> [Text passage]:
— START —

# Force/Rival Compact Crankset



## Weav (Jun 21, 2009)

Is Force crankset a good upgrade over Rival crankset? I have a full rival setup and have been thinking of upgrading the crankset. Considered Fulcrum Torq-R and Force GXP Crankset.


----------



## slegros (Sep 22, 2009)

I have run both Rival and Red. No difference other than a few grams.... The Rival crankset is awesome, hollow arms, and very stiff. Similar construction to the Dura-Ace cranks. I'd put the money elsewhere.


----------



## ziscwg (Apr 19, 2010)

Agreed, put your money elsewhere. 

Like wheels....................

Well, unless there is something wrong with the cranks for you, like std vs compact.


----------



## Weav (Jun 21, 2009)

ziscwg said:


> Agreed, put your money elsewhere.
> 
> Like wheels....................
> 
> Well, unless there is something wrong with the cranks for you, like std vs compact.


No, nothing wrong. Wheels are fine, Dura Ace 7850SL, just wondering what should be next on the radar. I heard that Rival cranks are a bit flexy.


----------



## asad137 (Jul 29, 2009)

> I heard that Rival cranks are a bit flexy. 

Do you feel it flex yourself? Have you noticed any issues that you can attribute to crank flex?

— END —

> [Dataset excerpts]:

— START —

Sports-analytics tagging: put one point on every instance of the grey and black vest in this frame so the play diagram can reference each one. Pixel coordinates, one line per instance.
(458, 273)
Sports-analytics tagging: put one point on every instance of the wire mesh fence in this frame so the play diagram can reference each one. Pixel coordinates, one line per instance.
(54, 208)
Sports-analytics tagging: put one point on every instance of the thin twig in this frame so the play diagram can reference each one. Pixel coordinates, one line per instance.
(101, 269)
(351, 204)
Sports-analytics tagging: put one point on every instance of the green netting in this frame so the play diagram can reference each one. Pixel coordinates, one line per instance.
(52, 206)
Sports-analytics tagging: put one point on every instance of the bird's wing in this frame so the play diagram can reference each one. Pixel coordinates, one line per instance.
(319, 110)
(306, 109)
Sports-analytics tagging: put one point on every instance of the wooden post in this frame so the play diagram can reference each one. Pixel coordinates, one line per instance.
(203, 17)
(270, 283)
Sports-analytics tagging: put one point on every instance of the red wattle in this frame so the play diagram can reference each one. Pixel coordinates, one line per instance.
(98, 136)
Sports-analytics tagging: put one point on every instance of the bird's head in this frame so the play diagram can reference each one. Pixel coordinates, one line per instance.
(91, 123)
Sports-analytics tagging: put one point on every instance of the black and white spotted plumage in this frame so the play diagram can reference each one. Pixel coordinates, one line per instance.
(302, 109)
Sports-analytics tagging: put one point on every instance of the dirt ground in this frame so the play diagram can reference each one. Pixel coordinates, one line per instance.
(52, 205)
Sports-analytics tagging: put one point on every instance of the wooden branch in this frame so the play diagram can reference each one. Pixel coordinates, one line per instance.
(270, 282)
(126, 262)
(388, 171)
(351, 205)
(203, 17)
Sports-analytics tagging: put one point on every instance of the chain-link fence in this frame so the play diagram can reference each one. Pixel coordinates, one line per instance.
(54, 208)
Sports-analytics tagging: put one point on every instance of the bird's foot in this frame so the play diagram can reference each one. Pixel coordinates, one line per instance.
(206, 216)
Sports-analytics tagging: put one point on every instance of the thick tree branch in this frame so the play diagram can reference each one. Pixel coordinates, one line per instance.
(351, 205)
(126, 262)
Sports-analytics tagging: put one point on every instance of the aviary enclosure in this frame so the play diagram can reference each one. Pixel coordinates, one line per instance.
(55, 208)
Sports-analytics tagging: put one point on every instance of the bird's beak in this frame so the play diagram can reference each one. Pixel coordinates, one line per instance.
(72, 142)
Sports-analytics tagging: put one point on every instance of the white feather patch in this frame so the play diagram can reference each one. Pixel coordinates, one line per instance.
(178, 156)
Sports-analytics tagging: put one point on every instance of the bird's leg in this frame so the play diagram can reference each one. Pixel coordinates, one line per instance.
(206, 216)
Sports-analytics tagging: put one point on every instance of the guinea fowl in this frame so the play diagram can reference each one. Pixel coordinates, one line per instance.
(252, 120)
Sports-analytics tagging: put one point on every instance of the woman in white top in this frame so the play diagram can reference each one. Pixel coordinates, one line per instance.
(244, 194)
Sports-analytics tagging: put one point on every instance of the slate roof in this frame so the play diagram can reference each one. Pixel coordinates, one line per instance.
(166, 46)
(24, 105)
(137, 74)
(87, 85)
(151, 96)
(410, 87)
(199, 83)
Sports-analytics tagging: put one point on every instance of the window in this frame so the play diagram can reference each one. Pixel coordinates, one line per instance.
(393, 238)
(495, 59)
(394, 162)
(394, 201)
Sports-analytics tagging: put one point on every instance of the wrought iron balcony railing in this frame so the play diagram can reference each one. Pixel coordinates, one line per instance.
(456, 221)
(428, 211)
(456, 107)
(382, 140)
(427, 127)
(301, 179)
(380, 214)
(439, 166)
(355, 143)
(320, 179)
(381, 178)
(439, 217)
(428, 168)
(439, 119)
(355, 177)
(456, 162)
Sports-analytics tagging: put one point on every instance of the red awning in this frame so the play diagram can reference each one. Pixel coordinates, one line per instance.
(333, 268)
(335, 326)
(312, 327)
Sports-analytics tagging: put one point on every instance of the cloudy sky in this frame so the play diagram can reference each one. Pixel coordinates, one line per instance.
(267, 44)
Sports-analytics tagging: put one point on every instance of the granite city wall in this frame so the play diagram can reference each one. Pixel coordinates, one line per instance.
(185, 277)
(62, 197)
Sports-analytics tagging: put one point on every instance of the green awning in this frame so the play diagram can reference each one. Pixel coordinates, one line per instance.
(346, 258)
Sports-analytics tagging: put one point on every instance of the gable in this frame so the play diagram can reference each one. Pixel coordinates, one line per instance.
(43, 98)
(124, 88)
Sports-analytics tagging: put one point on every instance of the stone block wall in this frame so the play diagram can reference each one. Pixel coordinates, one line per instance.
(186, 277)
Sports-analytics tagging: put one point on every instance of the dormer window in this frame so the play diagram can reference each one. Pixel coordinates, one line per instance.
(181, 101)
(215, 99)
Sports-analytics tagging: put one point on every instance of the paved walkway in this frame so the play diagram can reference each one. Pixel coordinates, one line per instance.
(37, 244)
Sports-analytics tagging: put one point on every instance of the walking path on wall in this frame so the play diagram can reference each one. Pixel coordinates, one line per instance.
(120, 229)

— END —

> [What is expected]: Copy out the whole forum thread on the Force and Rival compact cranksets word for word, exactly as it appears above.

> [Answer for the task]:
# Force/Rival Compact Crankset



## Weav (Jun 21, 2009)

Is Force crankset a good upgrade over Rival crankset? I have a full rival setup and have been thinking of upgrading the crankset. Considered Fulcrum Torq-R and Force GXP Crankset.


----------



## slegros (Sep 22, 2009)

I have run both Rival and Red. No difference other than a few grams.... The Rival crankset is awesome, hollow arms, and very stiff. Similar construction to the Dura-Ace cranks. I'd put the money elsewhere.


----------



## ziscwg (Apr 19, 2010)

Agreed, put your money elsewhere. 

Like wheels....................

Well, unless there is something wrong with the cranks for you, like std vs compact.


----------



## Weav (Jun 21, 2009)

ziscwg said:


> Agreed, put your money elsewhere.
> 
> Like wheels....................
> 
> Well, unless there is something wrong with the cranks for you, like std vs compact.


No, nothing wrong. Wheels are fine, Dura Ace 7850SL, just wondering what should be next on the radar. I heard that Rival cranks are a bit flexy.


----------



## asad137 (Jul 29, 2009)

> I heard that Rival cranks are a bit flexy. 

Do you feel it flex yourself? Have you noticed any issues that you can attribute to crank flex?